**THE REQUEST:** Output every line of the items below word for word, but leave out the pictures.

**SOURCE MATERIAL:**
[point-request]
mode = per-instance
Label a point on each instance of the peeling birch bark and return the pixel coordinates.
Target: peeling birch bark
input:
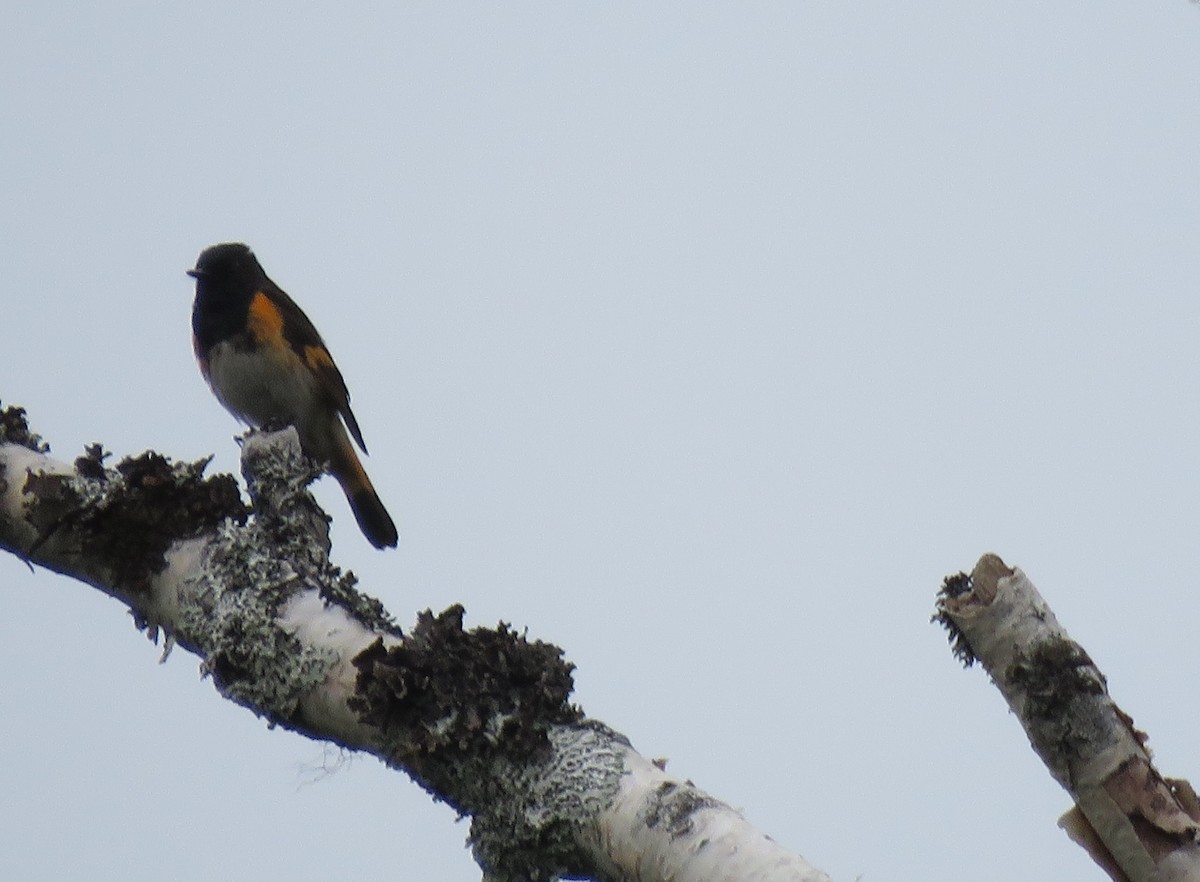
(479, 718)
(1137, 825)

**ANSWER IN FULL:**
[point-request]
mode = per-instance
Label a point on each instance of the peeling birch bark and return the pixel coordinates.
Target: peeling birch bark
input:
(479, 718)
(1137, 825)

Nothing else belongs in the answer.